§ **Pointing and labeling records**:

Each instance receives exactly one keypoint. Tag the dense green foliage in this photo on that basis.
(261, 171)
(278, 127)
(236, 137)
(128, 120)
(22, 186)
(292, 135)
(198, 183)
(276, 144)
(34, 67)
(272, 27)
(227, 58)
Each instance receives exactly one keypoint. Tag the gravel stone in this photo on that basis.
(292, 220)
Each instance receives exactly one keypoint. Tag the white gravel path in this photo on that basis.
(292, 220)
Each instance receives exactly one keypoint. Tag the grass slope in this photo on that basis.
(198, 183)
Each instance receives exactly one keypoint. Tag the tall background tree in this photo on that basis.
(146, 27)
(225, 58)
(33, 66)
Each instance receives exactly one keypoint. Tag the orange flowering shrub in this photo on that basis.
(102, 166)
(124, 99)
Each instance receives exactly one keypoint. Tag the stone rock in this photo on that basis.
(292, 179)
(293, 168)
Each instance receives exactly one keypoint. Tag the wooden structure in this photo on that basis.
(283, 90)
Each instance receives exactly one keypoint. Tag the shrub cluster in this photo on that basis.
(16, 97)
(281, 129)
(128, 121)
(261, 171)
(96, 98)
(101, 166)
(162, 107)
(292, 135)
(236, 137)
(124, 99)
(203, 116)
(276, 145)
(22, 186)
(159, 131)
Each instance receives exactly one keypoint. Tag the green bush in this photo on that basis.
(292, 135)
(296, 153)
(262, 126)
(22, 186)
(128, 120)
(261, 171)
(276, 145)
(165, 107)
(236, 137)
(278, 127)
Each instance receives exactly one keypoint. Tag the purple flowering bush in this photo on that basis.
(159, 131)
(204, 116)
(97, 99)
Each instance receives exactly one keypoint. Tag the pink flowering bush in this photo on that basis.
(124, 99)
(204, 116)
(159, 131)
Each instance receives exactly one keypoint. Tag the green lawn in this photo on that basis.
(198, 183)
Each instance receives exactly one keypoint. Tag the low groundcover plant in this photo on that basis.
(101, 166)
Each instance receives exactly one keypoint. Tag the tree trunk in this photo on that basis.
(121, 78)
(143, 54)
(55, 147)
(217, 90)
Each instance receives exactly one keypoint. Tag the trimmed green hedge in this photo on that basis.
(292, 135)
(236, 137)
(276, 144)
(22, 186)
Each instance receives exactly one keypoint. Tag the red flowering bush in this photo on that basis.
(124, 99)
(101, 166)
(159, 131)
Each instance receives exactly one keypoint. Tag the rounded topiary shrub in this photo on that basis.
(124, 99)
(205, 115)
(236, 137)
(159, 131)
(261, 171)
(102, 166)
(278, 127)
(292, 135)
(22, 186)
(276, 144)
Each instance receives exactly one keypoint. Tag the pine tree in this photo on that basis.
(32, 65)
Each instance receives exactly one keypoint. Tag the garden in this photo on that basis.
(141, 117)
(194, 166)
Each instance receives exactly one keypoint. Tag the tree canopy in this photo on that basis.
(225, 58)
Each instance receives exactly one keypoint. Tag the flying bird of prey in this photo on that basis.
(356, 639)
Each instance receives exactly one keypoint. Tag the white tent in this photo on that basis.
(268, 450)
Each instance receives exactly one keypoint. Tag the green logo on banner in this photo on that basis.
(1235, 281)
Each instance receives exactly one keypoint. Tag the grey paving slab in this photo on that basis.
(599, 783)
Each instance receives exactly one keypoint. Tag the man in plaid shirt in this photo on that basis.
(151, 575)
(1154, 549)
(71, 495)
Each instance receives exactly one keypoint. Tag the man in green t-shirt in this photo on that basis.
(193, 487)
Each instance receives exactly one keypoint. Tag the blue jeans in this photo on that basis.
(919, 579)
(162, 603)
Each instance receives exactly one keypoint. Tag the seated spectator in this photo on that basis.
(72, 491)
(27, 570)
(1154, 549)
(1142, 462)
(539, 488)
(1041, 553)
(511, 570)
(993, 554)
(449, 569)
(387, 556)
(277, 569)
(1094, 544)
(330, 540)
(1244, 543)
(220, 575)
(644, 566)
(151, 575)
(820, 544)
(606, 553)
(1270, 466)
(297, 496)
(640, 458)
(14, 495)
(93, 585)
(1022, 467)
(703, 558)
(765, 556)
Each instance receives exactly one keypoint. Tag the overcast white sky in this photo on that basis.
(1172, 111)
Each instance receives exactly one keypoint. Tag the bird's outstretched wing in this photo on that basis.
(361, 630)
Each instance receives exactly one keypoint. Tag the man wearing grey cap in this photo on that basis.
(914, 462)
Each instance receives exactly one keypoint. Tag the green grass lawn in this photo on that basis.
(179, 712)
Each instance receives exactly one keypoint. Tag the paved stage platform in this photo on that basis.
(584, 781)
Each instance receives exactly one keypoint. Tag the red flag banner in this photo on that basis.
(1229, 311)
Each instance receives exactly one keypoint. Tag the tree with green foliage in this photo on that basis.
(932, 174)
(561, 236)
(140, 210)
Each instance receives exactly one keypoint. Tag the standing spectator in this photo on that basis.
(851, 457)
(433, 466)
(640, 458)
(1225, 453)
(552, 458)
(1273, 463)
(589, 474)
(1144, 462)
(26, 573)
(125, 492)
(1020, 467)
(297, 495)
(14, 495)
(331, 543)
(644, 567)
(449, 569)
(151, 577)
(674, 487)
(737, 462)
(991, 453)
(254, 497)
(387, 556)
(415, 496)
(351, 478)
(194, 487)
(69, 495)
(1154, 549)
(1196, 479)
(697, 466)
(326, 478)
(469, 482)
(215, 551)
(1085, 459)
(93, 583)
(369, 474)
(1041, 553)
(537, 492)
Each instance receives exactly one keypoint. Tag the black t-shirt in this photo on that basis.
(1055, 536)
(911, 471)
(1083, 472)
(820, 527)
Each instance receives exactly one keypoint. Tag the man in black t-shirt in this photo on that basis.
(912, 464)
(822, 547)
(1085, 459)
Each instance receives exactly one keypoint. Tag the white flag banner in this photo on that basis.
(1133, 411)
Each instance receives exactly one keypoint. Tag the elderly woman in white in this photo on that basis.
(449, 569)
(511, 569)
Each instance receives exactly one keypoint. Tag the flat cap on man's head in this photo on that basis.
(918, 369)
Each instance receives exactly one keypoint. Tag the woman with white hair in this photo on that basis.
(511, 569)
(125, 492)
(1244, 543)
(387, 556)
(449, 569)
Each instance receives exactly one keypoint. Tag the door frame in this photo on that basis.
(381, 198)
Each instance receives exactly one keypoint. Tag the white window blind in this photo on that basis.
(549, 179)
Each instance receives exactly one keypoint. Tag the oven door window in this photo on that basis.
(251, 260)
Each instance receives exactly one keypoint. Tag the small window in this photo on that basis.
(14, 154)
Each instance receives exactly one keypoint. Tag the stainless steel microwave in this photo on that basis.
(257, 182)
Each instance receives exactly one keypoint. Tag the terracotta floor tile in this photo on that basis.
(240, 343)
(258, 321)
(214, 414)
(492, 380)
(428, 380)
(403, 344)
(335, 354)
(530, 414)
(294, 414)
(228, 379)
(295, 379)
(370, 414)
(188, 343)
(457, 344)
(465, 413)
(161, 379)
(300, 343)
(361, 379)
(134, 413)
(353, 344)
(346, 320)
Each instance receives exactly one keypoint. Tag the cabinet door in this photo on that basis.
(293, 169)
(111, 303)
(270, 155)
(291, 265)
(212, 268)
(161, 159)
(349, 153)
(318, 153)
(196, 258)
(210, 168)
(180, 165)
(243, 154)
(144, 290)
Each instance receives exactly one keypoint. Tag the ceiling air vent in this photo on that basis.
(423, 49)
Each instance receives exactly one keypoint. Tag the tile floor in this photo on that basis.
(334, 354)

§ **What the exercise asks**:
Copy every one of the records above word for word, with no changes.

§ **Task result**:
Each instance receives exactly one keypoint. Tag the dense green foliage in this photo on that basis.
(261, 171)
(278, 127)
(236, 137)
(128, 120)
(22, 186)
(292, 135)
(198, 183)
(276, 144)
(34, 67)
(272, 27)
(227, 58)
Each instance receives exactly one keypoint. Tag the gravel stone in this photo on that basis.
(292, 220)
Each instance receives exactly one keypoint. Tag the white gravel path in this photo on that basis.
(292, 220)
Each instance receives exactly one keypoint. Tag the grass slope in this photo on that basis.
(198, 183)
Each instance receives exactly one keypoint. Tag the tall background tree in this photo on that basis.
(146, 27)
(225, 58)
(33, 66)
Each instance receives exactly one keypoint. Tag the orange flowering shrub in this photo on that basis.
(102, 166)
(124, 99)
Each instance receives exactly one keypoint. Tag the stone rock in this photo on that basis.
(292, 179)
(293, 168)
Each instance receives exactly one keypoint. Tag the wooden structure in this photo on that basis.
(283, 90)
Each instance receives exactly one keypoint. Tag the shrub cluster in this photo on that basis.
(16, 97)
(281, 129)
(128, 121)
(261, 171)
(96, 98)
(101, 166)
(162, 107)
(292, 135)
(236, 137)
(124, 99)
(203, 116)
(276, 145)
(22, 186)
(159, 131)
Each instance receives exactly one keypoint. Tag the green bush in this photo on that basis.
(292, 135)
(296, 153)
(262, 126)
(22, 186)
(128, 120)
(261, 171)
(276, 145)
(165, 107)
(236, 137)
(278, 127)
Each instance receives exactly one keypoint. Tag the purple flowering bush in this photo on that basis.
(159, 131)
(204, 116)
(97, 99)
Each instance receives exactly one keypoint. Tag the pink flowering bush in this photo on that basis.
(124, 99)
(204, 116)
(159, 131)
Each instance receives exactly one keypoint. Tag the green lawn in this photo on that basis.
(198, 183)
Each instance receives exactly one keypoint. Tag the low groundcover plant in this photo on that basis.
(101, 166)
Each instance receives exactly one keypoint. Tag the tree trunk in this photo on that basis.
(121, 78)
(143, 54)
(55, 147)
(217, 90)
Each instance receives exactly one keypoint. Tag the trimmed green hedge in this photo on that basis.
(292, 135)
(236, 137)
(276, 144)
(22, 186)
Each instance receives exactly one keypoint. Tag the red flowering bush in this photo on that basis.
(124, 99)
(101, 166)
(159, 131)
Each instance receives exactly one keypoint. Tag the rounded topiary shrub in this photo on that basis.
(124, 99)
(205, 115)
(236, 137)
(159, 131)
(261, 171)
(102, 166)
(278, 127)
(292, 135)
(22, 186)
(276, 144)
Each instance receives exactly one keypoint. Tag the pine tree in this photo on that basis.
(32, 65)
Each instance receives exactly one keypoint. Tag the garden in this photo on that basis.
(141, 117)
(194, 166)
Each instance receives exactly one keypoint. Tag the tree canopy in this photo on that basis.
(225, 58)
Each instance receives exactly one keypoint. Tag the flying bird of prey in this photo on that basis.
(356, 639)
Each instance receives exactly one keypoint. Tag the white tent in this photo on that basis.
(268, 450)
Each instance receives exactly one keypoint. Tag the green logo on banner in this photo on that basis.
(1235, 281)
Each instance receives exactly one keypoint. Tag the grey paving slab in this photo on that basis.
(599, 783)
Each instance receives exactly one keypoint. Tag the man in plaid shirt in this photo on that basis.
(151, 575)
(1154, 549)
(71, 495)
Each instance receives exactly one keypoint. Tag the man in green t-shirt in this photo on that basis.
(193, 487)
Each instance receives exactly one keypoint. Tag the blue jeans in this photo on that basis.
(919, 579)
(162, 603)
Each instance receives exactly one keypoint. Tag the seated spectator in this photo on that basis.
(72, 491)
(27, 570)
(1154, 549)
(1142, 462)
(539, 488)
(1041, 553)
(511, 570)
(993, 554)
(449, 569)
(387, 556)
(277, 569)
(1094, 544)
(330, 540)
(1244, 543)
(220, 575)
(644, 566)
(151, 575)
(820, 544)
(606, 553)
(1270, 466)
(297, 496)
(640, 458)
(14, 495)
(93, 585)
(1022, 467)
(703, 558)
(765, 556)
Each instance receives exactly one keypoint. Tag the overcast white sky in this photo on that basis.
(1172, 111)
Each instance receives exactly one keypoint. Tag the bird's outstretched wing in this photo on that basis.
(361, 630)
Each instance receives exactly one keypoint. Tag the man wearing grey cap in this photo on that basis.
(914, 462)
Each instance receives exactly one keypoint. Tag the green grass lawn in this photo on that basis.
(179, 712)
Each instance receives exactly one keypoint. Tag the paved stage platform in this photo on that basis.
(584, 781)
Each instance receives exactly one keypoint. Tag the red flag banner in this photo on that basis.
(1229, 311)
Each instance receives exactly one keypoint. Tag the tree with green foliage in this photo on that basis.
(932, 174)
(561, 236)
(140, 210)
Each instance receives exactly one keypoint. Tag the standing spectator in this photo on that basis.
(851, 457)
(433, 466)
(640, 458)
(1225, 453)
(552, 458)
(1273, 463)
(589, 474)
(1144, 462)
(26, 573)
(125, 492)
(1020, 467)
(297, 495)
(14, 495)
(331, 543)
(644, 567)
(449, 569)
(151, 577)
(674, 487)
(737, 462)
(991, 453)
(254, 497)
(387, 556)
(415, 496)
(351, 478)
(194, 487)
(69, 495)
(1154, 549)
(1196, 479)
(697, 466)
(326, 478)
(469, 482)
(215, 551)
(1085, 459)
(93, 583)
(369, 474)
(1041, 553)
(537, 492)
Each instance receives exactly one keypoint. Tag the black t-shirt in this photo on that basis.
(1055, 536)
(911, 471)
(1083, 472)
(820, 527)
Each instance receives exactly one keypoint. Tag the man in black t-shirt in this photo on that basis.
(912, 464)
(822, 547)
(1085, 459)
Each instance receives exactly one keypoint. Tag the white flag banner in this photo on that basis.
(1133, 411)
Each instance receives exactly one keypoint. Tag the elderly woman in white in this photo on that basis.
(449, 569)
(511, 569)
Each instance receives exactly one keypoint. Tag the flat cap on man's head in this photo on that basis.
(918, 369)
Each instance receives exactly one keypoint. Tag the woman with white hair in this photo on that basis.
(511, 569)
(125, 492)
(1244, 543)
(387, 556)
(449, 569)
Each instance receives exactly one keypoint. Tag the door frame in this photo on that basis.
(381, 198)
Each instance receives exactly one keypoint. Tag the white window blind in this photo on that basis.
(549, 179)
Each instance receives exactly one keypoint. Tag the oven door window in this photo on that basis.
(251, 260)
Each instance receives exactly one keypoint. Tag the small window in this photo on that basis.
(14, 154)
Each instance receives exactly one keypoint. Tag the stainless steel microwave in this photo on that basis.
(257, 182)
Each instance receives exactly one keypoint. Tag the terracotta floor tile in this photo on that basis.
(240, 343)
(258, 321)
(214, 414)
(492, 380)
(428, 380)
(403, 344)
(335, 354)
(530, 414)
(294, 414)
(228, 379)
(295, 379)
(370, 414)
(188, 343)
(457, 344)
(465, 413)
(161, 379)
(300, 343)
(361, 379)
(134, 413)
(353, 344)
(346, 320)
Each instance receives exactly one keypoint. Tag the cabinet door in this photo on that basis.
(293, 169)
(111, 303)
(270, 155)
(291, 265)
(212, 268)
(161, 159)
(349, 153)
(318, 153)
(196, 258)
(210, 168)
(180, 165)
(243, 154)
(144, 290)
Each instance receives exactly one keypoint. Tag the ceiling air vent in this photo on that basis.
(423, 49)
Each instance receives exactly one keypoint. Tag the tile floor in this photo on that basis.
(334, 354)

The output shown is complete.